§ **Challenge**
Rewrite the lines from the line with "Each instance of the leafy" to the line with "[[[251,0],[0,0],[0,164],[255,163],[255,20]]]", renaming "dense foliage" to "thick foliage" and leaving everything else as it is.

§ **Excerpts from annotation records**
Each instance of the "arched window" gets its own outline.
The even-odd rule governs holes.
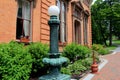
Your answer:
[[[18,0],[16,39],[29,39],[31,29],[31,4],[28,0]]]
[[[60,9],[59,41],[66,42],[66,4],[64,0],[57,0],[57,6]]]

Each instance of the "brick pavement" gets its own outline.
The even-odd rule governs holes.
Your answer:
[[[120,80],[120,52],[103,57],[108,63],[91,80]]]

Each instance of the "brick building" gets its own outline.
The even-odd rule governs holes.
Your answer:
[[[90,46],[92,0],[0,0],[0,42],[49,43],[48,7],[60,8],[59,45]]]

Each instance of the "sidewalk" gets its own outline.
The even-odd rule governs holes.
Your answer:
[[[108,63],[97,74],[89,74],[83,80],[120,80],[120,47],[102,58]]]

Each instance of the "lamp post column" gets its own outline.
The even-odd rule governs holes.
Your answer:
[[[63,63],[67,62],[67,58],[60,57],[58,50],[58,26],[60,21],[57,16],[59,15],[59,8],[57,6],[51,6],[48,9],[50,20],[48,24],[50,26],[50,54],[49,58],[44,58],[43,63],[50,65],[50,70],[47,75],[41,76],[39,80],[70,80],[69,75],[61,74],[60,68]]]

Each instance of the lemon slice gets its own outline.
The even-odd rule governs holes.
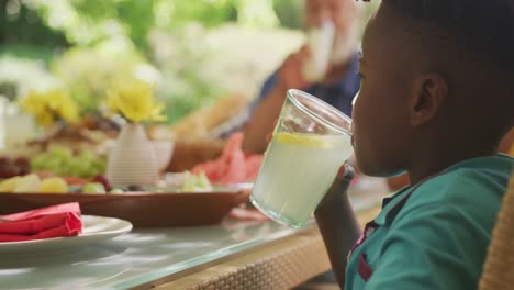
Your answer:
[[[278,143],[284,143],[297,146],[312,147],[312,148],[328,148],[332,143],[323,136],[309,135],[309,134],[293,134],[288,132],[276,133],[275,140]]]

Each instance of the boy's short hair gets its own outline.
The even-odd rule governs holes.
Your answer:
[[[370,0],[364,0],[370,1]],[[382,0],[428,23],[514,74],[514,0]]]
[[[501,97],[503,108],[496,109],[514,126],[514,0],[382,0],[382,4],[400,16],[438,30],[501,74],[501,86],[506,90]],[[496,76],[488,77],[493,80]]]

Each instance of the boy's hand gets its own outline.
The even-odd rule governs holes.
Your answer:
[[[278,71],[278,86],[281,89],[305,89],[310,82],[303,76],[303,66],[311,57],[310,49],[306,45],[302,46],[299,52],[293,53],[283,60]]]
[[[351,179],[354,179],[354,168],[347,164],[344,164],[339,168],[339,171],[337,172],[337,176],[335,177],[331,188],[325,193],[325,197],[323,197],[322,201],[317,205],[316,211],[323,209],[324,207],[339,203],[340,201],[348,199],[347,191]]]

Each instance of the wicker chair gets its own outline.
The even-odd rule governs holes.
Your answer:
[[[514,171],[492,233],[479,289],[514,289]]]

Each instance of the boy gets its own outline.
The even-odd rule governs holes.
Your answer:
[[[513,0],[382,0],[362,40],[353,143],[362,172],[405,170],[411,186],[354,245],[342,167],[315,215],[344,289],[478,287],[514,164],[495,150],[514,124],[513,31]]]

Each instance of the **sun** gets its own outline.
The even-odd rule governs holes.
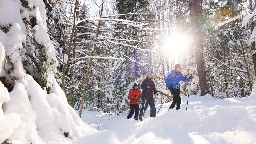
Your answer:
[[[164,42],[164,50],[169,56],[178,56],[184,54],[188,49],[189,39],[187,35],[173,33],[167,37]]]

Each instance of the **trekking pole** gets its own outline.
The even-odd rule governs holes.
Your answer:
[[[156,95],[155,94],[154,94],[154,95],[156,96],[155,97],[155,100],[154,100],[154,102],[155,102],[156,101]]]
[[[170,104],[169,104],[169,109],[168,109],[168,111],[169,111],[169,110],[170,110],[170,107],[171,106],[171,100],[170,100]]]
[[[142,116],[141,117],[141,121],[142,121],[142,118],[143,118],[143,116],[144,115],[144,111],[145,110],[145,105],[146,105],[146,100],[147,100],[147,95],[148,95],[148,90],[147,90],[147,92],[146,92],[146,98],[145,98],[145,102],[144,102],[144,108],[143,108],[143,112],[142,113]]]
[[[169,91],[169,92],[168,92],[168,93],[167,93],[167,95],[166,95],[167,96],[166,96],[166,99],[164,100],[164,101],[163,102],[163,103],[162,103],[162,104],[161,105],[161,106],[160,107],[160,108],[159,108],[159,110],[158,110],[158,111],[157,111],[157,113],[156,114],[157,115],[157,114],[158,114],[158,112],[159,112],[159,111],[160,110],[160,109],[161,108],[162,106],[163,105],[163,103],[164,103],[164,102],[165,102],[166,101],[166,99],[167,99],[167,98],[168,97],[168,95],[169,95],[169,93],[170,93],[170,91]]]

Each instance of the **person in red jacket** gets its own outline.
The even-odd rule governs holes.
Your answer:
[[[129,92],[129,98],[130,98],[130,112],[127,116],[127,118],[129,119],[132,117],[132,116],[134,113],[135,109],[135,115],[134,119],[138,120],[139,116],[139,101],[138,98],[140,97],[141,98],[141,94],[140,90],[138,89],[138,85],[136,83],[133,83],[133,86],[132,89],[130,90]]]

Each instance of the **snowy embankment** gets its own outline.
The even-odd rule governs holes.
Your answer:
[[[0,0],[0,143],[70,144],[97,132],[68,104],[54,77],[56,61],[45,6],[42,0]],[[28,54],[42,64],[36,67],[44,69],[41,75]],[[49,94],[32,76],[42,78]]]
[[[142,122],[126,119],[127,114],[105,115],[99,132],[76,143],[255,144],[256,84],[254,88],[251,96],[244,98],[190,96],[187,111],[188,97],[183,97],[181,110],[168,111],[170,103],[164,103],[153,118],[149,108]],[[84,111],[82,118],[97,128],[101,115]]]

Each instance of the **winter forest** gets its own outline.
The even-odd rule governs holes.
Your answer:
[[[0,0],[0,143],[256,143],[256,7],[252,0]],[[179,113],[167,111],[165,83],[177,64],[193,76],[180,83]],[[142,92],[148,70],[162,111],[127,120],[130,90],[135,83]],[[194,126],[169,126],[171,118]]]

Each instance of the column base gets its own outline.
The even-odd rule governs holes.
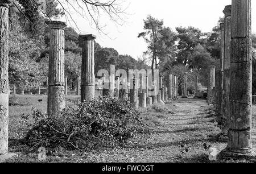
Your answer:
[[[250,160],[255,159],[255,158],[256,153],[254,151],[252,151],[250,153],[241,154],[234,153],[227,149],[222,150],[217,156],[218,160]]]
[[[81,86],[81,102],[94,98],[94,86]]]
[[[4,155],[0,155],[0,163],[5,163],[7,160],[18,156],[15,154],[10,153]]]

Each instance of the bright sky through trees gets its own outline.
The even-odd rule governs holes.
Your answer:
[[[90,26],[88,21],[76,16],[78,27],[82,33],[93,33],[97,36],[97,42],[102,46],[112,47],[120,54],[128,54],[134,58],[142,56],[147,46],[142,38],[138,38],[143,31],[143,22],[148,14],[163,19],[164,25],[174,31],[176,27],[189,26],[201,29],[203,32],[210,31],[221,16],[226,5],[231,5],[231,0],[127,0],[129,13],[125,26],[118,26],[110,22],[108,19],[102,21],[106,24],[104,32],[108,36],[100,35]],[[256,1],[251,1],[252,30],[256,32]],[[102,18],[104,19],[103,17]],[[105,22],[105,23],[104,23]]]

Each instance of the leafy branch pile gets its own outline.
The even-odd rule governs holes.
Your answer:
[[[28,128],[27,144],[81,151],[113,147],[144,130],[139,114],[125,101],[109,97],[85,101],[49,116],[34,110],[23,115]]]

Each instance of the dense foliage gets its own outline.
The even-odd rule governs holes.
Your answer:
[[[111,147],[144,129],[139,113],[130,104],[108,97],[69,107],[57,115],[35,110],[23,118],[29,129],[27,144],[32,148],[60,146],[85,151]]]

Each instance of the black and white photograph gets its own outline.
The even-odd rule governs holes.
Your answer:
[[[251,0],[0,0],[0,164],[255,163],[255,20]]]

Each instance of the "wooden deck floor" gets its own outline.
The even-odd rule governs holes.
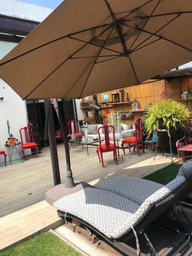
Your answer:
[[[65,181],[65,159],[62,145],[58,146],[60,171]],[[151,151],[147,150],[139,157],[136,152],[126,152],[124,161],[116,165],[113,153],[104,155],[102,168],[95,148],[71,150],[72,169],[76,180],[94,184],[117,175],[143,177],[169,164],[170,160],[157,157],[154,161]],[[53,186],[49,147],[44,148],[38,159],[0,168],[0,250],[28,237],[58,221],[56,210],[45,201],[46,190]]]

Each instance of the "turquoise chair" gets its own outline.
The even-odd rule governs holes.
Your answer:
[[[150,144],[152,146],[152,151],[153,151],[154,143],[156,143],[156,144],[157,143],[158,141],[158,138],[159,138],[158,136],[157,136],[157,134],[156,134],[156,133],[155,133],[155,132],[153,133],[152,139],[151,140],[147,140],[146,139],[144,141],[145,149],[146,149],[146,146],[147,144]]]

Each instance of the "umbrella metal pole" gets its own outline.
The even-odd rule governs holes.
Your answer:
[[[64,123],[63,118],[62,116],[59,106],[58,103],[57,99],[52,99],[52,103],[53,104],[54,109],[57,113],[58,119],[59,119],[61,133],[63,138],[65,150],[66,152],[66,164],[67,169],[66,173],[66,182],[65,187],[66,188],[70,188],[75,186],[73,178],[73,173],[71,169],[71,161],[70,161],[70,155],[69,153],[69,148],[68,145],[68,140],[67,138],[67,133],[66,130],[66,126]]]
[[[54,133],[55,129],[54,126],[53,112],[50,99],[44,99],[44,102],[46,115],[45,138],[46,140],[47,140],[49,138],[54,183],[55,185],[56,185],[60,184],[61,183],[61,181],[59,162],[58,161],[57,144],[56,143]]]

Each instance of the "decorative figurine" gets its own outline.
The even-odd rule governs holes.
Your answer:
[[[124,89],[121,89],[119,92],[121,93],[121,101],[124,101]]]

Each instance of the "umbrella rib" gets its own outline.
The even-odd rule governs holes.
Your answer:
[[[76,35],[77,34],[80,34],[80,33],[83,33],[83,32],[86,32],[88,30],[91,30],[92,29],[97,29],[98,28],[101,28],[102,27],[105,27],[106,26],[111,26],[113,24],[113,23],[112,23],[109,24],[104,24],[103,25],[97,26],[96,27],[92,27],[92,28],[89,28],[89,29],[83,29],[82,30],[80,30],[79,31],[77,31],[77,32],[76,32],[74,33],[72,33],[71,34],[68,34],[67,35],[63,35],[63,36],[61,36],[60,37],[58,37],[58,38],[52,40],[52,41],[50,41],[49,42],[46,42],[46,43],[40,46],[37,46],[37,47],[35,47],[35,48],[29,50],[29,51],[27,51],[27,52],[25,52],[24,53],[19,54],[19,55],[16,56],[16,57],[12,58],[11,59],[9,59],[8,60],[6,60],[6,61],[4,61],[2,63],[1,63],[0,67],[3,66],[3,65],[5,65],[5,64],[7,64],[7,63],[9,63],[9,62],[12,61],[12,60],[14,60],[15,59],[16,59],[18,58],[20,58],[20,57],[22,57],[24,55],[26,55],[26,54],[28,54],[28,53],[30,53],[32,52],[36,51],[36,50],[38,50],[39,48],[41,48],[42,47],[44,47],[45,46],[49,45],[52,44],[53,42],[56,42],[57,41],[59,41],[59,40],[61,40],[62,39],[63,39],[65,38],[68,37],[69,36],[70,36],[71,35]]]
[[[85,47],[86,46],[87,46],[90,42],[91,42],[93,40],[95,40],[95,39],[96,39],[97,38],[97,37],[101,35],[102,34],[103,34],[105,31],[108,30],[111,27],[112,27],[112,25],[110,25],[106,29],[104,29],[101,33],[100,33],[98,36],[95,36],[94,37],[93,37],[91,40],[90,40],[90,41],[89,42],[87,42],[87,44],[83,45],[82,46],[81,46],[81,47],[80,47],[78,50],[77,50],[74,53],[71,54],[68,58],[67,58],[67,59],[66,59],[63,61],[62,61],[62,62],[60,64],[59,64],[59,65],[58,65],[48,76],[47,76],[46,77],[45,77],[45,78],[44,78],[44,80],[42,80],[42,81],[41,81],[39,83],[38,83],[38,84],[32,91],[31,91],[31,92],[29,94],[28,94],[23,99],[24,100],[26,99],[30,94],[31,94],[34,91],[35,91],[35,90],[36,90],[38,88],[38,87],[39,87],[44,82],[45,82],[45,81],[46,81],[51,75],[52,75],[58,69],[59,69],[62,65],[63,65],[67,60],[70,59],[71,58],[71,57],[72,57],[74,54],[76,54],[78,52],[79,52],[79,51],[82,50],[83,48],[84,48],[84,47]]]
[[[123,55],[119,55],[117,57],[114,57],[114,58],[111,58],[108,59],[104,59],[104,60],[101,60],[100,61],[97,61],[95,62],[95,64],[98,64],[98,63],[104,62],[104,61],[108,61],[108,60],[111,60],[111,59],[117,59],[117,58],[119,58],[120,57],[123,57]]]
[[[114,30],[114,28],[113,27],[113,29],[112,29],[112,31],[111,31],[111,32],[110,33],[109,35],[108,35],[108,36],[106,37],[106,40],[104,41],[103,44],[103,46],[104,47],[105,45],[105,44],[106,42],[106,41],[108,40],[108,39],[110,38],[111,35],[112,34],[112,32],[113,31],[113,30]],[[99,54],[101,53],[101,51],[102,50],[102,48],[101,48],[100,50],[99,50],[99,51],[98,52],[98,55],[99,55]],[[83,92],[83,91],[84,91],[84,89],[86,86],[86,84],[87,84],[87,83],[88,82],[88,81],[89,80],[89,78],[90,78],[90,75],[91,75],[91,72],[92,72],[92,70],[93,70],[93,69],[95,66],[95,64],[96,63],[96,61],[97,61],[97,57],[95,59],[94,62],[93,62],[93,66],[92,67],[91,67],[91,70],[89,73],[89,75],[87,78],[87,79],[86,79],[86,81],[84,83],[84,84],[82,88],[82,90],[81,91],[81,94],[80,94],[80,98],[82,98],[82,93]]]
[[[112,16],[112,19],[114,22],[115,27],[116,28],[117,31],[117,33],[118,33],[118,34],[119,36],[119,38],[120,38],[120,40],[121,41],[122,46],[123,48],[123,55],[125,56],[125,57],[129,58],[129,59],[130,62],[131,63],[131,66],[132,67],[133,72],[134,73],[134,75],[135,75],[135,78],[136,79],[137,82],[138,83],[140,83],[139,79],[138,78],[138,76],[137,75],[136,73],[135,72],[134,67],[133,66],[132,61],[131,59],[131,57],[130,57],[129,51],[128,51],[127,48],[126,47],[126,44],[125,44],[125,40],[124,39],[123,35],[122,33],[121,28],[120,27],[120,23],[119,22],[119,20],[118,20],[116,19],[115,15],[112,9],[111,9],[110,5],[108,3],[108,1],[104,0],[104,2],[105,3],[106,5],[109,9],[110,13],[110,14]]]
[[[192,11],[185,11],[183,12],[169,12],[167,13],[160,13],[159,14],[154,14],[150,16],[151,18],[154,18],[156,17],[161,17],[162,16],[169,16],[173,15],[175,14],[186,14],[188,13],[192,13]],[[133,22],[134,20],[137,20],[138,19],[142,19],[143,18],[147,18],[149,16],[144,16],[143,17],[138,17],[138,18],[135,18],[131,19],[121,19],[121,22]]]
[[[114,56],[122,56],[122,54],[119,54],[118,55],[97,55],[97,56],[88,56],[86,57],[72,57],[71,58],[71,59],[84,59],[84,58],[100,58],[101,57],[114,57]]]
[[[134,53],[135,52],[136,52],[137,51],[138,51],[139,50],[140,50],[142,48],[144,48],[144,47],[146,47],[146,46],[148,46],[148,45],[151,45],[152,44],[153,44],[154,42],[155,42],[157,41],[159,41],[159,40],[160,40],[161,39],[162,39],[161,37],[160,38],[158,38],[156,39],[156,40],[154,40],[152,42],[150,42],[148,44],[147,44],[146,45],[145,45],[143,46],[141,46],[141,47],[139,47],[139,48],[137,48],[137,47],[136,47],[136,48],[137,48],[137,49],[136,49],[136,50],[134,50],[133,49],[132,51],[131,51],[130,54],[131,53]]]
[[[99,36],[97,36],[96,37],[98,37]],[[106,47],[104,47],[103,46],[98,46],[98,45],[96,45],[95,44],[93,44],[92,42],[88,42],[87,41],[84,41],[84,40],[81,40],[81,39],[78,39],[78,38],[76,38],[75,37],[73,37],[72,36],[69,36],[69,38],[71,39],[73,39],[74,40],[77,40],[77,41],[79,41],[80,42],[86,42],[86,44],[88,44],[89,45],[91,45],[94,46],[96,46],[97,47],[99,47],[99,48],[101,49],[104,49],[105,50],[108,50],[109,51],[111,51],[112,52],[116,52],[116,53],[119,53],[119,54],[123,54],[123,53],[118,52],[117,51],[115,51],[115,50],[112,50],[110,48],[107,48]]]
[[[146,20],[145,20],[145,22],[144,23],[143,26],[142,27],[142,30],[144,29],[144,28],[146,25],[146,24],[147,24],[147,22],[148,22],[148,20],[150,20],[151,17],[152,16],[152,15],[153,15],[153,14],[154,13],[154,12],[155,12],[155,11],[156,10],[156,9],[157,8],[157,7],[158,6],[158,5],[159,5],[159,4],[161,2],[161,0],[159,0],[159,1],[158,2],[157,4],[155,6],[155,8],[153,9],[153,10],[152,12],[151,12],[151,14],[150,15],[150,16],[148,16],[148,17],[147,18]],[[139,36],[140,36],[141,33],[142,33],[142,31],[141,30],[139,32],[138,35],[137,35],[137,36],[136,37],[136,38],[135,38],[135,39],[134,40],[134,41],[132,42],[131,47],[130,47],[130,49],[129,49],[129,52],[130,51],[131,49],[132,49],[133,46],[134,45],[134,44],[137,41],[137,40]]]
[[[137,7],[136,8],[134,9],[134,10],[133,10],[133,11],[131,11],[128,14],[127,14],[126,16],[124,16],[122,18],[124,19],[124,18],[126,18],[126,17],[128,17],[128,16],[130,16],[130,15],[131,15],[132,13],[133,13],[133,12],[135,12],[135,11],[137,11],[137,10],[138,10],[138,9],[141,8],[141,7],[143,7],[143,6],[144,6],[146,5],[147,5],[147,4],[149,4],[150,2],[151,2],[153,1],[154,0],[149,0],[146,3],[145,3],[144,4],[143,4],[142,5],[140,5],[140,6],[139,6],[139,7]]]
[[[138,47],[139,47],[140,45],[141,45],[142,44],[143,44],[144,42],[145,42],[146,41],[147,41],[147,40],[148,40],[150,38],[151,38],[152,36],[153,36],[154,35],[155,35],[155,34],[156,34],[157,33],[158,33],[158,32],[159,32],[160,30],[161,30],[162,29],[163,29],[164,28],[165,28],[165,27],[166,27],[167,25],[168,25],[168,24],[169,24],[170,23],[171,23],[172,22],[173,22],[175,19],[176,19],[177,18],[178,18],[178,17],[179,17],[179,16],[180,16],[180,14],[178,14],[176,17],[174,17],[174,18],[173,18],[173,19],[172,19],[170,20],[169,20],[168,22],[167,22],[166,24],[165,24],[163,26],[163,27],[161,27],[161,28],[160,28],[160,29],[159,29],[158,30],[157,30],[155,33],[153,33],[153,35],[151,35],[148,37],[147,37],[147,38],[146,38],[145,40],[144,40],[142,42],[140,42],[139,45],[138,45],[136,47],[135,47],[135,48],[134,48],[133,49],[132,49],[131,51],[131,52],[133,52],[133,51],[134,51],[136,49],[137,49],[137,48]],[[141,31],[140,31],[141,32]]]
[[[126,24],[124,24],[123,23],[122,23],[122,24],[123,24],[124,26],[126,26],[126,27],[128,27],[129,28],[132,28],[132,29],[135,29],[137,30],[140,30],[141,29],[140,29],[139,28],[135,28],[135,27],[133,27],[133,26],[130,26],[130,25],[127,25]],[[184,49],[185,50],[187,50],[187,51],[189,51],[190,52],[192,52],[192,50],[190,50],[189,48],[187,48],[187,47],[185,47],[185,46],[180,45],[180,44],[178,44],[177,42],[174,42],[174,41],[172,41],[172,40],[170,40],[170,39],[169,39],[168,38],[166,38],[164,37],[164,36],[161,36],[161,35],[156,35],[156,33],[152,33],[152,32],[151,32],[150,31],[147,31],[147,30],[143,30],[143,31],[145,33],[147,33],[148,34],[150,34],[152,35],[152,36],[154,35],[155,36],[157,36],[157,37],[159,37],[159,38],[163,39],[165,41],[168,41],[169,42],[172,42],[172,44],[173,44],[174,45],[176,45],[177,46],[179,46],[180,47],[181,47],[182,48],[183,48],[183,49]]]

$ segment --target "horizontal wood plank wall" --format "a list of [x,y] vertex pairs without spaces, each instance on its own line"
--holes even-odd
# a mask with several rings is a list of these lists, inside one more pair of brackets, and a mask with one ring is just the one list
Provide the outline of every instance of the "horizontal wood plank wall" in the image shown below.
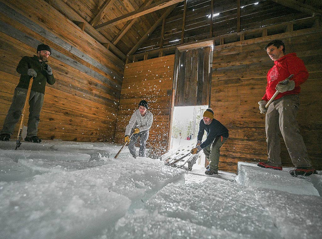
[[[161,39],[162,47],[166,48],[182,43],[195,42],[311,16],[273,1],[258,0],[255,2],[251,0],[241,0],[240,25],[238,26],[237,1],[214,1],[212,10],[211,2],[211,0],[188,1],[185,12],[184,2],[179,3],[166,19],[164,31],[161,26],[156,28],[136,53],[148,52],[159,49]],[[212,18],[210,15],[213,11]],[[185,12],[185,16],[184,16]],[[185,22],[183,24],[184,20]],[[183,25],[184,27],[183,29]],[[240,31],[238,29],[239,27]],[[183,31],[184,42],[181,42],[180,40]],[[236,37],[239,40],[239,36],[236,35]],[[230,40],[233,41],[231,39]]]
[[166,151],[168,142],[175,55],[170,55],[127,64],[121,91],[115,142],[124,143],[125,127],[139,102],[145,100],[153,114],[147,147],[150,157]]
[[52,49],[56,82],[46,86],[38,137],[112,142],[124,63],[43,1],[0,4],[0,127],[19,82],[18,63],[43,42]]
[[[221,150],[219,168],[236,172],[239,161],[267,159],[265,115],[257,102],[265,93],[266,75],[272,66],[263,48],[275,39],[283,40],[286,53],[296,52],[308,70],[301,86],[298,116],[310,159],[322,170],[322,29],[301,30],[214,47],[211,105],[215,118],[229,130]],[[282,139],[283,165],[293,166]]]

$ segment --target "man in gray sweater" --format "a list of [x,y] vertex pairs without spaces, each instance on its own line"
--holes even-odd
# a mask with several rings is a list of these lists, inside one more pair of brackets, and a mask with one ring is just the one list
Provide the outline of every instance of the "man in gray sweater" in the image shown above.
[[[134,158],[137,156],[135,144],[139,137],[140,149],[138,156],[145,157],[146,155],[146,143],[149,137],[149,130],[153,121],[153,115],[147,110],[148,109],[147,102],[144,100],[140,101],[138,109],[133,113],[128,124],[126,126],[124,141],[129,143],[129,150]],[[134,134],[130,140],[129,136],[133,132]]]

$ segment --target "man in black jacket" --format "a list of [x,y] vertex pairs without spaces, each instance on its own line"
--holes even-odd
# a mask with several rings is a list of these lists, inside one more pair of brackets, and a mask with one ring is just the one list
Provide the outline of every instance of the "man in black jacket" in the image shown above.
[[[228,138],[228,129],[213,118],[213,111],[211,108],[206,110],[199,124],[197,145],[195,148],[191,150],[191,153],[195,154],[203,149],[206,158],[209,163],[204,173],[210,175],[218,174],[218,164],[220,155],[219,149]],[[205,130],[207,132],[207,138],[202,143]]]
[[55,80],[52,67],[46,63],[52,53],[50,48],[41,44],[37,47],[37,55],[33,57],[22,58],[18,66],[17,72],[21,74],[19,83],[14,90],[12,103],[0,131],[0,140],[9,141],[19,120],[24,105],[30,80],[33,77],[29,98],[29,117],[25,141],[40,143],[41,139],[37,137],[40,111],[43,103],[46,83],[52,85]]

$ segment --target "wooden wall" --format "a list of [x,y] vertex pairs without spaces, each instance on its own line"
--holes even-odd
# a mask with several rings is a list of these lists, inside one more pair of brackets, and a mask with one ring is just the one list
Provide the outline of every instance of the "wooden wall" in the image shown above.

§ **Response to the exercise**
Each instance of the leafy branch pile gets its own outline.
The even-odd rule governs holes.
Your answer:
[[[28,128],[27,144],[81,151],[113,147],[144,130],[139,114],[125,101],[109,97],[85,101],[49,116],[34,110],[23,115]]]

Each instance of the thick foliage gets its own outline.
The even-odd rule governs holes.
Your answer:
[[[111,147],[144,129],[139,113],[130,104],[108,97],[69,107],[57,115],[35,110],[23,118],[29,129],[27,144],[32,148],[60,146],[85,151]]]

Each instance of the black and white photograph gets its own outline.
The even-odd rule governs holes.
Your answer:
[[[251,0],[0,0],[0,164],[255,163],[255,20]]]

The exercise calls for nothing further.